Items from a dataset
________
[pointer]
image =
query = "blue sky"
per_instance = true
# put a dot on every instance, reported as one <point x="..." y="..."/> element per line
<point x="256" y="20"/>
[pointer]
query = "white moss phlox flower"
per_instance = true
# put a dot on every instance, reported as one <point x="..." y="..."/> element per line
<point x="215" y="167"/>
________
**Problem description**
Every entry above should be transcribed exactly as it appears.

**Answer section**
[pointer]
image =
query = "blue sky"
per_instance = true
# put a dot on every instance, reported as one <point x="..." y="..."/> element per line
<point x="256" y="20"/>
[pointer]
query = "white moss phlox flower"
per_instance = true
# put a dot on every instance, reported as one <point x="..." y="..."/> element per line
<point x="215" y="167"/>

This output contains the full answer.